**Records supplied**:
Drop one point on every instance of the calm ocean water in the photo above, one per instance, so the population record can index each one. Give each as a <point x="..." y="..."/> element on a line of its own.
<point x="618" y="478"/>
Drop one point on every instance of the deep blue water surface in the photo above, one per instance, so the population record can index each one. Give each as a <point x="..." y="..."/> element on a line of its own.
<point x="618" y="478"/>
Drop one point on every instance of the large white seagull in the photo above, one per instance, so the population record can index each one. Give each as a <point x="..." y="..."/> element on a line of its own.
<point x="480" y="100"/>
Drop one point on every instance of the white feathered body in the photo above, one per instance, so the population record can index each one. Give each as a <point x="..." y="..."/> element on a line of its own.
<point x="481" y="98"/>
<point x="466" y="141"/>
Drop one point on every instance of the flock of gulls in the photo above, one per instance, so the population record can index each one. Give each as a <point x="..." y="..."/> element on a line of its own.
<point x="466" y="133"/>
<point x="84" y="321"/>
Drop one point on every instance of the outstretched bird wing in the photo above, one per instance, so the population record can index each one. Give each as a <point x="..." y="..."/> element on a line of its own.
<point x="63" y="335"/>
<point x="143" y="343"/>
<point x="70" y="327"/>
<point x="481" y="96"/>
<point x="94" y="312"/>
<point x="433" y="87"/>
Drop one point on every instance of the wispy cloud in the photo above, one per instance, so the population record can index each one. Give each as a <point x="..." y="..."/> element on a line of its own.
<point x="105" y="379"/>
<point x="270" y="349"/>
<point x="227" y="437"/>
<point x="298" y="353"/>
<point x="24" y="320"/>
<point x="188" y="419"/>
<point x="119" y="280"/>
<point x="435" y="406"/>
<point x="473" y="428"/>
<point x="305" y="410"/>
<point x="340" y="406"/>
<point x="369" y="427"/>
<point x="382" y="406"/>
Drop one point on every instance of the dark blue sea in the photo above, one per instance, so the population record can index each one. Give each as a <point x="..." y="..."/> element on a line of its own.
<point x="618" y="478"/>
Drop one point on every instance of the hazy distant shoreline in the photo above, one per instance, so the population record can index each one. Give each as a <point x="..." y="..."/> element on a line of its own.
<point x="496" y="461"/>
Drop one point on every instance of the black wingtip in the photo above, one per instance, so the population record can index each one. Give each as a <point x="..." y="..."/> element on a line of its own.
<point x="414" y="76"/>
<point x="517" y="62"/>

**What the exercise asks**:
Write every entry out again, exactly as it stands.

**Reply to the task**:
Drop one point on every instance of the calm ocean water in the photo above, one per instance, so the population record can index each one. Give each as a <point x="..." y="..."/> element on a line of its own.
<point x="618" y="478"/>
Drop one point on every instance of the deep blue water surface in the photo above, one per instance, so the population record can index each one. Give each as a <point x="..." y="..."/> element on a line of its own.
<point x="618" y="478"/>
Drop one point on every instance of the large white seagull in the photo above, one per instance, so the population record can index each one. Give each as a <point x="..." y="..."/> element on a line of its own.
<point x="480" y="100"/>
Drop one point on every instance of the white feathered body in the photo above, one per instance, so the population record can index each one. Give each as a <point x="..." y="..."/> element on a line of its own.
<point x="481" y="98"/>
<point x="466" y="141"/>
Drop one point on every instance of the flock of gulls in the photo above, one per instance, so the population record can index each one. Give each as a <point x="..." y="..."/> element on a line of its own.
<point x="466" y="133"/>
<point x="84" y="321"/>
Drop one point on every instance of the outstretched bird wing in the photo above, one per instance, so the population record can index each one. Give each as a <point x="..." y="..."/> element on a line of its own.
<point x="63" y="335"/>
<point x="143" y="343"/>
<point x="70" y="327"/>
<point x="481" y="96"/>
<point x="94" y="312"/>
<point x="433" y="87"/>
Drop one point on every instance of the wispy cloud in the photo above, one per instance, so the population record can index each one. Give each as a <point x="..." y="..."/> element on a line of its own.
<point x="105" y="379"/>
<point x="270" y="349"/>
<point x="227" y="437"/>
<point x="298" y="353"/>
<point x="24" y="320"/>
<point x="188" y="419"/>
<point x="119" y="280"/>
<point x="435" y="406"/>
<point x="473" y="428"/>
<point x="305" y="410"/>
<point x="340" y="406"/>
<point x="369" y="427"/>
<point x="382" y="406"/>
Drop one point on every instance of the dark blue sea in the photo above, one per instance, so the population record can index each one. Give each as a <point x="..." y="..."/> element on a line of its own.
<point x="618" y="478"/>
Drop one point on every instance of the hazy distant shoreline in the photo above, one per instance, so the population record can index each one. Give each as a <point x="..." y="..."/> element on a line of its own.
<point x="496" y="461"/>
Drop one point on every instance of the black wingtip in the photo above, one per instance, so the population record can index each one. Give each as a <point x="..." y="..."/> element on a line of its own.
<point x="414" y="76"/>
<point x="517" y="62"/>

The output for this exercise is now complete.